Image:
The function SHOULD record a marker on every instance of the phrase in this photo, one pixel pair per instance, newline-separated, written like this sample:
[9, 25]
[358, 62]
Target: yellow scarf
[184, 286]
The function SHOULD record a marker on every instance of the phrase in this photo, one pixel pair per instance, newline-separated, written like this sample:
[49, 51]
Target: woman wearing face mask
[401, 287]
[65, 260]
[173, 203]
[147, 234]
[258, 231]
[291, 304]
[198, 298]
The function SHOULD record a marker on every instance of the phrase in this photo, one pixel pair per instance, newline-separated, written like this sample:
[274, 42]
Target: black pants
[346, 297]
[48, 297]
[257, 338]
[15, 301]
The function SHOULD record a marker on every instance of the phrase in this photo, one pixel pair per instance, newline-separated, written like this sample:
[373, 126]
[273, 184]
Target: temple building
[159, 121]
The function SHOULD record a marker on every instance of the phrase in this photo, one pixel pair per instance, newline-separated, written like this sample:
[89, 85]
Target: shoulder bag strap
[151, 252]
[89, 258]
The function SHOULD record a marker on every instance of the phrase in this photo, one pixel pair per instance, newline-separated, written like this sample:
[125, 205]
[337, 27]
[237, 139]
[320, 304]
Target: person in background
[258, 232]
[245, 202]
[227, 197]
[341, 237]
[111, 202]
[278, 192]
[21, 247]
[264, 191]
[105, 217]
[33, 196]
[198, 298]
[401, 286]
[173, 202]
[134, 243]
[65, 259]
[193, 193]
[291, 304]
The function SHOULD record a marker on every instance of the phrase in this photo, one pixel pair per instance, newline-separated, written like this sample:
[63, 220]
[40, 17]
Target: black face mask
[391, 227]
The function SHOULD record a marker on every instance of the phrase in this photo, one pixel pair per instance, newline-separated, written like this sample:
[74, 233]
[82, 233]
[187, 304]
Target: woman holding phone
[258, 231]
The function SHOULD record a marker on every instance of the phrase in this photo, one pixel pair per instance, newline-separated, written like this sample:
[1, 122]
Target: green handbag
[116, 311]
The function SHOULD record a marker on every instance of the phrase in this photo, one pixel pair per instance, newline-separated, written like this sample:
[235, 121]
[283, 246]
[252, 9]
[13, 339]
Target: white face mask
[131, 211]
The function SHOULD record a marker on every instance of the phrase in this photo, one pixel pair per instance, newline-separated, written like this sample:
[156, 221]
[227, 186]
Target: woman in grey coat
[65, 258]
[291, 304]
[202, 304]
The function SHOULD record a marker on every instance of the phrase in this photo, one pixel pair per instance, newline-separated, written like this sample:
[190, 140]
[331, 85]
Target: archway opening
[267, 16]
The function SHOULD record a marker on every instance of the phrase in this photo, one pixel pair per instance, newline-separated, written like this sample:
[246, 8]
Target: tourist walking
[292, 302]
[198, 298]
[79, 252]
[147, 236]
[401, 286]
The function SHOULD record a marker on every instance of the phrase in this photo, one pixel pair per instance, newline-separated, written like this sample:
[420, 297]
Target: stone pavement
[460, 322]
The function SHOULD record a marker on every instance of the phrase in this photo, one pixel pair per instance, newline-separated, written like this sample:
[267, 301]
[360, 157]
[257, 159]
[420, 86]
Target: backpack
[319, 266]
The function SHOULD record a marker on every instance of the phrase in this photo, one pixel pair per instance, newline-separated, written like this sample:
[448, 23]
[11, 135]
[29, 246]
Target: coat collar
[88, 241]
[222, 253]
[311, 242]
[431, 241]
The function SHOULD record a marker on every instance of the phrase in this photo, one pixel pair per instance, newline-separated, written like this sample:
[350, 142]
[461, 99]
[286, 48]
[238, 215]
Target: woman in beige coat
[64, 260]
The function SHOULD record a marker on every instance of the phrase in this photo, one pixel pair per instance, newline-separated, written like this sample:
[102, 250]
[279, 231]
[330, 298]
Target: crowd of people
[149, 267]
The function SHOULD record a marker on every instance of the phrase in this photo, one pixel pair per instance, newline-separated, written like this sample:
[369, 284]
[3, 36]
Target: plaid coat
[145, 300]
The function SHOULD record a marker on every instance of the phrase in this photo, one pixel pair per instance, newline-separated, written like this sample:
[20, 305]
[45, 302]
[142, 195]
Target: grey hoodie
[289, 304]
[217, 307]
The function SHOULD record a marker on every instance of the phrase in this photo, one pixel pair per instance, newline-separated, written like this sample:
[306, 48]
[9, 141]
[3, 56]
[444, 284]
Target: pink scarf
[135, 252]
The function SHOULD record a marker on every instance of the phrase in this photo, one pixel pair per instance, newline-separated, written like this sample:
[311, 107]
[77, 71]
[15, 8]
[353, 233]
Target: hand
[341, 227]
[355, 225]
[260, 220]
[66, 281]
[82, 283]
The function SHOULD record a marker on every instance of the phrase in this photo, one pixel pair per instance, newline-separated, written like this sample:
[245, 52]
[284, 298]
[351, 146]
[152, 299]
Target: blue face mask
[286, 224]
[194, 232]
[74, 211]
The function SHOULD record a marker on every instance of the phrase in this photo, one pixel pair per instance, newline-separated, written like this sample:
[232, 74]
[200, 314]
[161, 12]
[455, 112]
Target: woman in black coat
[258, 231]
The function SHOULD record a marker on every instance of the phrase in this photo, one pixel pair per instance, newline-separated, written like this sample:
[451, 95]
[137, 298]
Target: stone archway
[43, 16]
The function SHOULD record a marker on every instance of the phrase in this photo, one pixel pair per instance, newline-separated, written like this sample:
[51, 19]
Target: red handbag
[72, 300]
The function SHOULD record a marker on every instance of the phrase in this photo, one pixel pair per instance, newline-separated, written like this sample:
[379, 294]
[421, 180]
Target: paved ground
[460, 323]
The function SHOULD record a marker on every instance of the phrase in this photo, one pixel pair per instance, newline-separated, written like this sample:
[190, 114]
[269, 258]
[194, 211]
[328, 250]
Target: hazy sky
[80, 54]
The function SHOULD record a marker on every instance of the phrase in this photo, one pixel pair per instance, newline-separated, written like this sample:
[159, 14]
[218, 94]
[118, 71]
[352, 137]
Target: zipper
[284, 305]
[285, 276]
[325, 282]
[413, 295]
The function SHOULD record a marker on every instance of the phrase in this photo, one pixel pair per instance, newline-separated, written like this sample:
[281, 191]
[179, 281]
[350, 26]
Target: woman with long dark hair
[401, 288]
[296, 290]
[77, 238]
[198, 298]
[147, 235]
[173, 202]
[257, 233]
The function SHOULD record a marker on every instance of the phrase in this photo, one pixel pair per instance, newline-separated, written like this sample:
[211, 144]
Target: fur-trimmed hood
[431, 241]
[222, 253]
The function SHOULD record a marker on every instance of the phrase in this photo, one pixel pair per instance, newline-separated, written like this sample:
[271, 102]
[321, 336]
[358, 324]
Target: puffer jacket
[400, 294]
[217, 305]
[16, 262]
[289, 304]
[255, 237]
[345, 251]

·····

**What you have to do**
Repeat each record word for word. Do not leave any out.

**Written solution**
Image:
The function SHOULD record a marker on every instance of the phrase in this photo, one pixel pair per instance, newline-separated, written like this sample:
[9, 25]
[358, 62]
Target: yellow scarf
[184, 286]
The function SHOULD record a marker on every instance of the phrase in this photo, one pixel pair per instance, newline-separated, written like this sample:
[49, 51]
Target: woman wearing face mask
[401, 287]
[65, 260]
[173, 203]
[147, 234]
[258, 231]
[291, 304]
[198, 298]
The function SHOULD record a marker on every instance of the phrase in this photo, one pixel pair per instance, newline-separated, written like this sample:
[274, 42]
Target: black pants
[346, 297]
[48, 297]
[257, 338]
[15, 301]
The function SHOULD record a marker on every instance of the phrase in this photo, one pixel pair per instance, newline-separated, written like this sample:
[373, 126]
[273, 184]
Target: temple building
[159, 121]
The function SHOULD record a marker on every instance of the phrase in this photo, one pixel pair per instance, newline-separated, written like this sample:
[89, 85]
Target: shoulder bag strap
[151, 252]
[89, 258]
The function SHOULD record a marker on every instance of the phrase in this photo, one pixel pair per instance, newline-separated, written like this sample:
[125, 205]
[337, 27]
[237, 139]
[320, 304]
Target: person in background
[258, 232]
[245, 202]
[227, 197]
[341, 237]
[111, 202]
[278, 192]
[21, 247]
[264, 191]
[105, 217]
[33, 196]
[198, 298]
[401, 286]
[173, 202]
[134, 243]
[65, 259]
[193, 193]
[291, 304]
The function SHOULD record a marker on every instance of the phrase in this photo, one pixel pair per instance, newline-separated, written like this sample:
[63, 220]
[40, 17]
Target: black face mask
[391, 227]
The function SHOULD record a marker on every instance of the phrase in this photo, one pixel pair per instance, newline-separated, written like this sample:
[74, 233]
[82, 233]
[187, 304]
Target: woman holding phone
[258, 231]
The function SHOULD record a marker on every instance of the phrase in this photo, one pixel pair per instance, newline-separated, written like this sample:
[1, 122]
Target: green handbag
[116, 311]
The function SHOULD record a marker on every instance of the phrase in this photo, one pixel pair per instance, newline-separated, written like this sample:
[235, 121]
[283, 246]
[252, 9]
[13, 339]
Target: white face mask
[131, 211]
The function SHOULD record a marker on every instance of the phrase in this photo, one pixel pair per instance, newline-separated, written like this sample:
[156, 221]
[227, 186]
Target: woman in grey coat
[65, 258]
[291, 304]
[202, 304]
The function SHOULD record a marker on every instance of the phrase in this photo, one pixel pair per instance, newline-separated, written like this sample:
[190, 140]
[331, 85]
Target: archway opening
[267, 16]
The function SHOULD record a marker on every instance of the phrase in this photo, one pixel pair per instance, newline-separated, written like this sample:
[246, 8]
Target: tourist walking
[292, 302]
[198, 298]
[79, 252]
[147, 236]
[401, 286]
The function SHOULD record a marker on every instance of the phrase in this photo, one pixel pair per instance, newline-separated, written like this sample:
[420, 297]
Target: stone pavement
[460, 322]
The function SHOULD record a marker on every instance of the phrase in this photo, one pixel pair per instance, newline-separated, written like this sample:
[267, 301]
[360, 157]
[257, 159]
[420, 86]
Target: backpack
[319, 266]
The function SHOULD record a marker on every instance of the phrase in this photo, one pixel pair per instance, newline-separated, written like this sample:
[448, 23]
[11, 135]
[29, 246]
Target: coat collar
[88, 241]
[222, 253]
[311, 242]
[431, 241]
The function SHOULD record a marker on every instance of the phrase in this photo, one pixel pair per instance, newline-separated, written like this sample:
[350, 142]
[461, 99]
[286, 48]
[238, 215]
Target: woman in beige coat
[64, 260]
The function SHOULD record a marker on every instance of the phrase in this photo, one pixel pair per instance, newline-separated, written like this sample:
[102, 250]
[279, 231]
[330, 298]
Target: crowd of people
[149, 267]
The function SHOULD record a marker on every instance of the phrase in this photo, one pixel pair per instance, newline-separated, written like this sample:
[369, 284]
[3, 36]
Target: plaid coat
[145, 300]
The function SHOULD record a marker on every instance of the phrase in this photo, one pixel pair per instance, newline-separated, written like this sample:
[20, 305]
[45, 302]
[142, 195]
Target: grey hoodie
[289, 304]
[217, 307]
The function SHOULD record a marker on every instance of the phrase in this photo, one pixel pair per instance, newline-separated, written like this sample:
[306, 48]
[9, 141]
[3, 56]
[444, 284]
Target: pink scarf
[135, 252]
The function SHOULD record a marker on every instance of the phrase in this photo, one pixel pair per instance, newline-separated, written like this sample:
[311, 107]
[77, 71]
[15, 8]
[353, 233]
Target: hand
[341, 227]
[355, 225]
[260, 220]
[66, 281]
[82, 283]
The function SHOULD record a marker on every instance of the phrase in this photo, one pixel pair per instance, newline-separated, written like this sample:
[245, 52]
[284, 298]
[351, 146]
[152, 299]
Target: blue face mask
[286, 224]
[194, 232]
[74, 211]
The function SHOULD record a marker on every instance of the phrase in this photo, one pixel pair per instance, newline-separated, written like this sample:
[232, 74]
[200, 314]
[161, 12]
[455, 112]
Target: woman in black coat
[258, 231]
The function SHOULD record a marker on every instance of the phrase in this photo, one pixel pair per instance, newline-separated, written like this sample:
[451, 95]
[137, 298]
Target: stone archway
[43, 16]
The function SHOULD record a marker on every instance of the phrase in this photo, one pixel pair per instance, newline-separated, written like this sample:
[51, 19]
Target: red handbag
[72, 300]
The function SHOULD record a marker on every instance of the phrase in this photo, one pixel pair per instance, newline-separated, written like this sample:
[379, 294]
[421, 180]
Target: paved ground
[460, 323]
The function SHOULD record a marker on every instance of the phrase in this photo, one pixel pair per instance, newline-separated, written like this sample:
[190, 114]
[269, 258]
[194, 211]
[328, 250]
Target: hazy sky
[80, 54]
The function SHOULD record a marker on every instance of the phrase in this photo, one pixel pair per instance, newline-separated, written like this sample:
[159, 14]
[218, 94]
[118, 71]
[352, 137]
Target: zipper
[284, 305]
[285, 276]
[325, 282]
[413, 295]
The function SHOULD record a marker on every instance of the phrase in this photo, one pixel pair per instance, newline-separated, written like this sample:
[281, 191]
[179, 281]
[350, 26]
Target: woman with long dark hair
[401, 288]
[296, 290]
[77, 238]
[198, 298]
[147, 235]
[173, 202]
[257, 233]
The function SHOULD record a marker on every instance of the phrase in this photo, one pixel pair per instance, newline-separated, written like this sample:
[211, 144]
Target: fur-trimmed hood
[431, 241]
[222, 253]
The function SHOULD record a marker on every instance of the phrase in this photo, one pixel pair per instance, newline-separated, written like this sample:
[271, 102]
[321, 336]
[358, 324]
Target: puffer jacket
[400, 294]
[217, 305]
[16, 262]
[289, 304]
[255, 237]
[345, 251]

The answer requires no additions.